# Instruction
Update all of the data below so that "Match-analytics pass" becomes "Land-use survey" wherever it occurs, keeping everything else unchanged. Leave the pictures out of your answer.

# Records to use
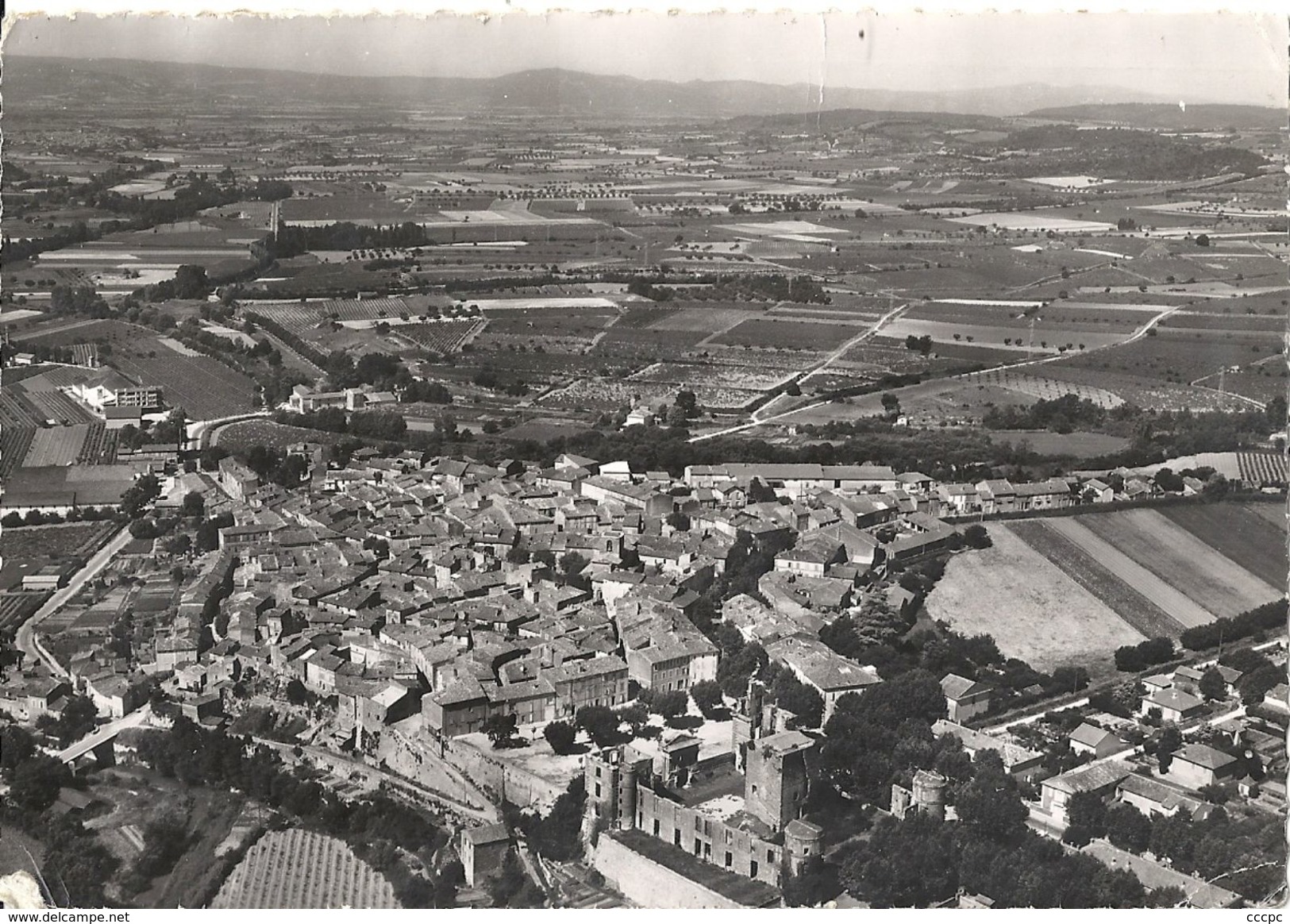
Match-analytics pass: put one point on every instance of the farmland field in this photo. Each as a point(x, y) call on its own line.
point(56, 445)
point(1182, 560)
point(17, 606)
point(788, 336)
point(299, 868)
point(1240, 533)
point(1145, 581)
point(14, 441)
point(1028, 604)
point(245, 434)
point(1076, 445)
point(1133, 606)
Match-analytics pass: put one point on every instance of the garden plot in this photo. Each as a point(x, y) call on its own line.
point(1044, 389)
point(1028, 604)
point(742, 377)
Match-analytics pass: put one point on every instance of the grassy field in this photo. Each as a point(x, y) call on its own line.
point(1030, 606)
point(61, 541)
point(247, 434)
point(299, 868)
point(1240, 533)
point(1124, 599)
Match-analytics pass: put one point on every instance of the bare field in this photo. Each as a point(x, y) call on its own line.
point(1030, 606)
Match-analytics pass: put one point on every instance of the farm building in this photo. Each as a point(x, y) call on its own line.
point(65, 488)
point(1019, 761)
point(818, 666)
point(117, 417)
point(1099, 779)
point(110, 389)
point(51, 577)
point(964, 697)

# Response
Land-use survey: put one point on every instance of the farmland field in this photo. Each as a point(x, y) call on its own line.
point(56, 445)
point(1182, 560)
point(17, 606)
point(788, 336)
point(299, 868)
point(1240, 533)
point(1145, 581)
point(14, 441)
point(1028, 604)
point(245, 434)
point(1076, 445)
point(1133, 606)
Land-use survey: put one point on every instance of the garden plot in this photo. Each as a point(x, y) call on its own line.
point(1044, 389)
point(1028, 604)
point(742, 377)
Land-use survey: put one point on every instance of the grassy field in this photo. Each as a point(x, y) call on its own line.
point(1030, 606)
point(61, 541)
point(247, 434)
point(299, 868)
point(1240, 533)
point(1124, 599)
Land-use survey: put one point on every instance of the bare field in this photo. Each as a point(x, y) call on its own line.
point(1030, 606)
Land-use survey: put one point on every instance of the farm building in this photo. Each as a point(x, y) call on its own line.
point(65, 488)
point(1019, 761)
point(818, 666)
point(117, 417)
point(1099, 779)
point(110, 389)
point(51, 577)
point(964, 697)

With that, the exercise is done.